### What to do
Nothing but the lines from the one containing "x=1217, y=623" through the last line of the entries should appear in the output, each verbatim.

### Materials provided
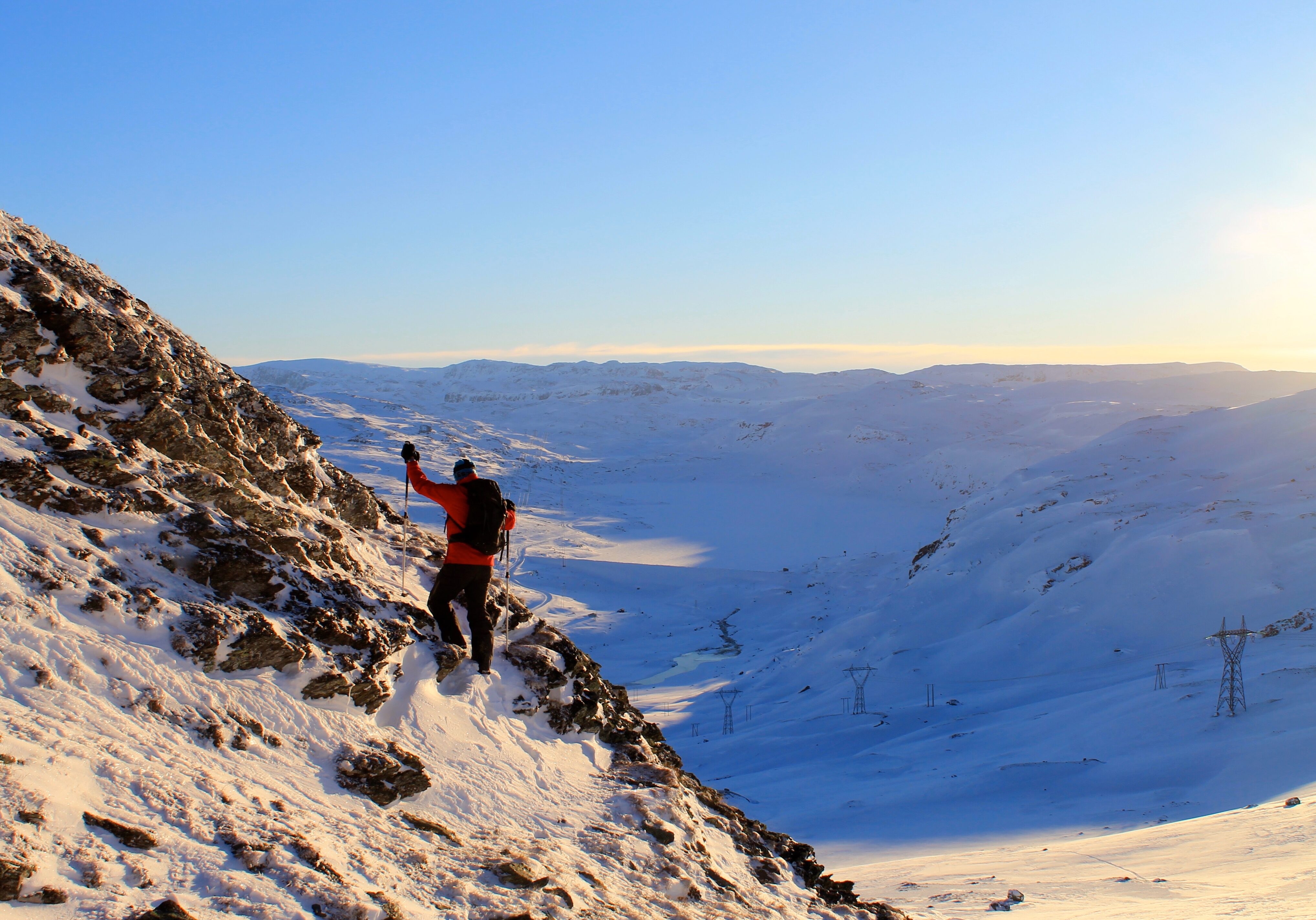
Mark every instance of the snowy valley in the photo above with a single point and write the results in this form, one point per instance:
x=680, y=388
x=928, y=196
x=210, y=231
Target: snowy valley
x=1030, y=548
x=218, y=701
x=218, y=692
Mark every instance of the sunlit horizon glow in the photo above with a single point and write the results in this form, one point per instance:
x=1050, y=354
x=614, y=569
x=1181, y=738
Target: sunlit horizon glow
x=822, y=357
x=801, y=186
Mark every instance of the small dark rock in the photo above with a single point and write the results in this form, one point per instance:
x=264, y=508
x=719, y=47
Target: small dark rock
x=659, y=832
x=518, y=874
x=564, y=894
x=325, y=686
x=382, y=773
x=135, y=838
x=11, y=878
x=166, y=910
x=48, y=895
x=432, y=827
x=448, y=657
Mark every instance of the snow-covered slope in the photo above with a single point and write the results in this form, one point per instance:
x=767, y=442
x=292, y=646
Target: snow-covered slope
x=1069, y=535
x=216, y=693
x=1026, y=376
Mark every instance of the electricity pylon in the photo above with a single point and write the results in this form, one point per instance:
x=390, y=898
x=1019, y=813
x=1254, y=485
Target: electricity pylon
x=1232, y=643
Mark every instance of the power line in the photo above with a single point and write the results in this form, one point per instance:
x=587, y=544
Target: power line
x=861, y=677
x=728, y=698
x=1232, y=643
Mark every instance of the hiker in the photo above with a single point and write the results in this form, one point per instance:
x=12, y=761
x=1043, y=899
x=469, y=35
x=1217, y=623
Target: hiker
x=477, y=518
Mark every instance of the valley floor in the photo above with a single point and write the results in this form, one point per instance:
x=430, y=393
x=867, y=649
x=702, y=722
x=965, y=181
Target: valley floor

### Task result
x=1217, y=623
Target: hiker
x=477, y=518
Mark every instance of the valley floor in the photo above with a single point and write the results in this form, one point per instance:
x=430, y=393
x=867, y=649
x=702, y=722
x=965, y=181
Target: valley floor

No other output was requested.